** EXERCISE REQUIREMENTS **
Every entry below needs to be repeated exactly.

--- LISTED RECORDS Enclosed Below ---

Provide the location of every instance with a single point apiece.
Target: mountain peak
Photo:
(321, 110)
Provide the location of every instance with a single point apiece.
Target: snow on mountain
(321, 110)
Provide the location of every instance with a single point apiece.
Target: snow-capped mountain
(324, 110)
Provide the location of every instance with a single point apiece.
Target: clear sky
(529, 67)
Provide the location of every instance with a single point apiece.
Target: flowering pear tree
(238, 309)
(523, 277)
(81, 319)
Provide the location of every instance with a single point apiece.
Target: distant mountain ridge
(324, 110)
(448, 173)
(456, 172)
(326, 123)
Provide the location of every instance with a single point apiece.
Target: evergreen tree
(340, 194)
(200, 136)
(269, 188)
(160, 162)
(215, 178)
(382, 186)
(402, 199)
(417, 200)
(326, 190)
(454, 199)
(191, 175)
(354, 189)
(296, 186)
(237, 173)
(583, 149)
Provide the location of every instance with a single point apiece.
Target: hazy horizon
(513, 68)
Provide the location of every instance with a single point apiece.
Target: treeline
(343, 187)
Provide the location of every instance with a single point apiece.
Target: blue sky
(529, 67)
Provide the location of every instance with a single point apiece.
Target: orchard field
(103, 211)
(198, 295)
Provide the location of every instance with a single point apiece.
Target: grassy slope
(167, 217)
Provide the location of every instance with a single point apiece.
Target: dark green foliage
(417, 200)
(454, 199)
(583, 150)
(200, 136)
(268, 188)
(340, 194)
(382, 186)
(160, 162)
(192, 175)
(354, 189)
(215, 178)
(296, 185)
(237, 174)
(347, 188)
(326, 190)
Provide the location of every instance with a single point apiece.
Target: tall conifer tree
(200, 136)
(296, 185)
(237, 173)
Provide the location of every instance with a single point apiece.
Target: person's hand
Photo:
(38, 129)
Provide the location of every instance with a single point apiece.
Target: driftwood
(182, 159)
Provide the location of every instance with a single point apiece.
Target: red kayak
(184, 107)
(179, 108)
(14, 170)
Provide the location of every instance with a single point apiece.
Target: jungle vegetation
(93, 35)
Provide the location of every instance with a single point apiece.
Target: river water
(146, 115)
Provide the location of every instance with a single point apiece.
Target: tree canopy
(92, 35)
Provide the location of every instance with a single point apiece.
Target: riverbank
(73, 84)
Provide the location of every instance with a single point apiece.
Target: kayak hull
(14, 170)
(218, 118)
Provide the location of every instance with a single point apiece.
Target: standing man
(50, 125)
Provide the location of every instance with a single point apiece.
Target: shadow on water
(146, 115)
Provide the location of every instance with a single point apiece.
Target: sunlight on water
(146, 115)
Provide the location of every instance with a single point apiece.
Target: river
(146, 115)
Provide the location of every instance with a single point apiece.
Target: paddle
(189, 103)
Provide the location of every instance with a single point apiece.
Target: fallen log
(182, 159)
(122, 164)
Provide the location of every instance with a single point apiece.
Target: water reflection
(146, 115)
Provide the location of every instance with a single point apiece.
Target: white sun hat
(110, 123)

--- End of Enclosed LISTED RECORDS ---

** ANSWER BOX **
Provide the location of every instance with a single point apiece.
Target: mountain peak
Photo:
(321, 110)
Provide the location of every instance with a single point apiece.
Target: snow on mountain
(321, 110)
Provide the location of every instance with a single point apiece.
Target: snow-capped mountain
(324, 110)
Provide the location of every instance with a single point apiece.
Target: clear sky
(529, 67)
Provide the location of every instance with a single point apiece.
Target: flowering pear tree
(238, 309)
(523, 277)
(81, 319)
Provide the location of every instance with a single point apiece.
Target: distant mountain ridge
(324, 110)
(448, 173)
(456, 172)
(326, 123)
Provide the location of every instance with a single point apiece.
Target: evergreen tree
(340, 194)
(200, 136)
(269, 188)
(160, 162)
(215, 178)
(382, 186)
(402, 199)
(417, 200)
(326, 190)
(454, 199)
(191, 175)
(354, 189)
(296, 186)
(237, 173)
(583, 149)
Provide the location of every instance with a single point apiece.
Target: hazy horizon
(513, 68)
Provide the location of every instance with a single point apiece.
Target: treeline
(343, 187)
Provide the location of every instance with a single point apiece.
Target: blue sky
(529, 67)
Provide the location of every instance with a single point apiece.
Target: orchard field
(103, 211)
(198, 295)
Provide the location of every instance with a single point apiece.
Target: grassy slope
(167, 217)
Provide the location of every instance with a single point apiece.
Target: dark green foliage
(417, 200)
(454, 199)
(583, 150)
(200, 136)
(268, 188)
(340, 194)
(382, 186)
(160, 162)
(192, 175)
(354, 189)
(215, 178)
(296, 185)
(237, 174)
(347, 188)
(326, 190)
Provide the location of every instance with a single point apiece.
Target: tall conifer tree
(200, 136)
(296, 185)
(237, 173)
Provide the location of every instance with a single point apiece.
Target: person's hand
Photo:
(38, 129)
Provide the location of every instance with a single point apiece.
Target: driftwood
(182, 159)
Provide the location of every instance with a single point apiece.
Target: red kayak
(184, 107)
(179, 108)
(14, 170)
Provide the location of every instance with a single point apiece.
Target: jungle vegetation
(93, 35)
Provide the location of every instance with a single point apiece.
Target: river water
(146, 115)
Provide the location of every instance with a single point apiece.
Target: tree canopy
(92, 35)
Provide the location of every instance with a single point apiece.
Target: riverbank
(73, 84)
Provide the location of every instance with a single point apiece.
Target: kayak hull
(14, 170)
(218, 118)
Provide the location of every instance with a single point apiece.
Target: standing man
(50, 125)
Provide the location of every instance with a single point apiece.
Target: shadow on water
(146, 115)
Provide the location of every instance with a single point apiece.
Target: sunlight on water
(146, 115)
Provide the location of every instance with a single point apiece.
Target: river
(146, 115)
Provide the location of every instance with a single point apiece.
Target: paddle
(189, 103)
Provide the location of every instance with a single point apiece.
Target: fallen log
(182, 159)
(122, 164)
Provide the location of every instance with a single point apiece.
Target: water reflection
(146, 115)
Provide the location of every instance with a single point apiece.
Target: white sun hat
(110, 123)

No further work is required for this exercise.